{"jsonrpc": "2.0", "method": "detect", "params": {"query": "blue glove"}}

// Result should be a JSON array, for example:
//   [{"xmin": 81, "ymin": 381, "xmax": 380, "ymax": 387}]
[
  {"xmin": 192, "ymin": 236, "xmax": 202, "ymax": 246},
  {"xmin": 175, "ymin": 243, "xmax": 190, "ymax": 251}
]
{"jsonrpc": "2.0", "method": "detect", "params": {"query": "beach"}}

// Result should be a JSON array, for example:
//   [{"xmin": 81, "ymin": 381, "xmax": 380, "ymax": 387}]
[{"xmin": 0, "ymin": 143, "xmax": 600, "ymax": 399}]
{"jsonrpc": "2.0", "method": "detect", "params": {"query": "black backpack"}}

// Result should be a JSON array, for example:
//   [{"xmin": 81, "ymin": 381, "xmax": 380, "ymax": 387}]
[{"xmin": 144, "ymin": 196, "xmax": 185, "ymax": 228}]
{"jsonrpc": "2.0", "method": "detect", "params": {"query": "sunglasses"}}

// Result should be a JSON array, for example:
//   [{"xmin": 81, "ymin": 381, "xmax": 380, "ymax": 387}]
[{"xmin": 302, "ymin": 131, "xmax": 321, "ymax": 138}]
---
# To be done
Update all the items above by replacing "detect" with "locate" and leaving everything else unchanged.

# Written response
{"jsonrpc": "2.0", "method": "locate", "params": {"query": "blue glove"}}

// Result should be a JSON array, for example:
//   [{"xmin": 81, "ymin": 381, "xmax": 380, "ymax": 387}]
[
  {"xmin": 192, "ymin": 236, "xmax": 202, "ymax": 246},
  {"xmin": 175, "ymin": 243, "xmax": 190, "ymax": 251}
]
{"jsonrpc": "2.0", "method": "locate", "params": {"query": "beach"}}

// Result should be a JSON array, for example:
//   [{"xmin": 81, "ymin": 381, "xmax": 380, "ymax": 387}]
[{"xmin": 0, "ymin": 143, "xmax": 600, "ymax": 399}]
{"jsonrpc": "2.0", "method": "locate", "params": {"query": "black backpack"}}

// Result should be a JSON array, for example:
//   [{"xmin": 81, "ymin": 381, "xmax": 380, "ymax": 387}]
[{"xmin": 144, "ymin": 196, "xmax": 185, "ymax": 228}]
{"jsonrpc": "2.0", "method": "locate", "params": {"query": "sunglasses"}}

// Result should be a JSON array, for example:
//   [{"xmin": 81, "ymin": 381, "xmax": 380, "ymax": 387}]
[{"xmin": 302, "ymin": 131, "xmax": 321, "ymax": 138}]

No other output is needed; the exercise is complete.